*Reading text*
Maybe I'm just unlucky.

Maybe you just don't know what you are doing.

Maybe you just have nothing to say and don't recognize that such behavirs are clearly wrong, that failing silently for a database is a case of bad design, and MySQL is just technically inferior to Postgres. Or are we missing something?

Yes you are. The first thing you are missing that such behaviors are configurable: you can choose whether to fail silently or get an error. The second thing you are missing is the reason such behavior exist in the first place — namely, there are usage scenarios when it is preferable. Having ability to choose which trade-offs to have is in no way technical inferiority.

Never in my entire experience as a software developer have I seen a case where a database should fail silently. It's bullshit and you know it.

A few bugs/limitations of Mysql not shared by Postgres. All AFAIK.

* Integer columns with null constraints will silently translate nulls to 0s, rather than throwing an error (as constraints in all other contexts do). Imagine a database which, on violation of a foreign key constraint, just silently picked the first row in the target table - it's just insane.

* Transactions can't roll back schema changes, so if you have a Rails migration which fails on the application of a unique index in the midst of other operations, too bad. Your DB is stuck in the no-mans-land between migrations.

* Constraints are anemic relative to postgres: no integer range or string length constraints, no whitelist, blacklist, regex match, &c. &c.

There are certainly others I've run into, but the above indicate to me that the Postgres developers are working with/delivering a better code-base.

> Transactions can't roll back schema changes

That's a feature of postgres rather than a limitation of mysql however. As far as I know the SQL Standard doesn't ask for transactional DDL, Oracle has pretty much no support for transactional DDL (in 10g anyway, each DDL statement is executed in its own transaction and any pending transaction is COMMITted before a DDL), I have no idea about SQL Server.

(and don't get me wrong, it's a totally awesome feature and it should be praised to high heaven, but it's an additional feature nonetheless, rather than a limitation of the concurrence)

MSSQL supports it because it was inherited from Sybase. SQLite also supports it as well. You're right that it's a feature, but frankly I can't live without it -- there's no way to write safe schema migrations!

Is quora flooding their own site with self-posed questions trying to get publicity and rankings? The only time I've ever heard of it is from the oxygen of publicity HN seems to give it.

Nah. You can usually (but not always) tell who asks the question by checking the first person who's following the question, or by checking the question history by clicking on the timestamp.

It's interesting to see how PostgresSQL didn't get nowhere near the popularity of MySQL. I think a few major things contributed to this:

1) MySQL focused on performance first while PostgresSQL positioned themselves as "feature-complete."

Of course, that was years ago and in the meantime they became comparable in both aspects. MySQL+InnoDB is ACID compliant and Postgres matches the InnoDB performance.

Sure, Postgres might still have the upper hand in the variety of features but MySQL has MyISAM. If you don't need transactions you can get a significant performance boost over Postgres. Speed IS a feature and one could argue it's more important to many than all the nice extra things Postgres has.

*Stated exercise 1*
Pull out every line of the records that contains the string "could", matching case exactly.

*Records for the task*
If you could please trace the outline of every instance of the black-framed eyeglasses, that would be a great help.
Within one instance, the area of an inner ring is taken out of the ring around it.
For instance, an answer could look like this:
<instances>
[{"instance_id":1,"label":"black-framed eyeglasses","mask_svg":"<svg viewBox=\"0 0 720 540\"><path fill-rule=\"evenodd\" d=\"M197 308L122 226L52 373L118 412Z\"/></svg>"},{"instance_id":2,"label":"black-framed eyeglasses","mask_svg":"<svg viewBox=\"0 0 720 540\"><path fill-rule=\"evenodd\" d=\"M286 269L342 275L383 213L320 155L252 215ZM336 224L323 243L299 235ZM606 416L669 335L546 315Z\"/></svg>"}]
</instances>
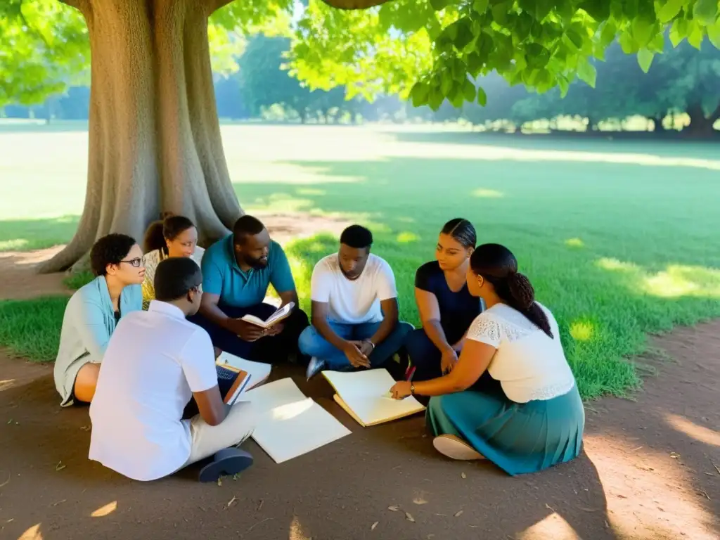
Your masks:
<instances>
[{"instance_id":1,"label":"black-framed eyeglasses","mask_svg":"<svg viewBox=\"0 0 720 540\"><path fill-rule=\"evenodd\" d=\"M140 265L145 261L144 257L135 257L135 258L128 259L127 261L120 261L121 263L127 263L128 264L132 264L135 268L140 268Z\"/></svg>"}]
</instances>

*Stated exercise 2*
Answer these questions using the thread comparing MySQL and Postgres:
(a) According to the thread, what do MySQL integer columns with null constraints silently translate nulls into?
(b) In Oracle 10g, what happens to any pending transaction before a DDL statement is executed?
(c) Which MySQL option does the thread say can give a significant performance boost over Postgres when transactions are not needed?

*Full output 1*
If you could please trace the outline of every instance of the black-framed eyeglasses, that would be a great help.
For instance, an answer could look like this:

*Full output 2*
(a) 0s
(b) It is committed.
(c) MyISAM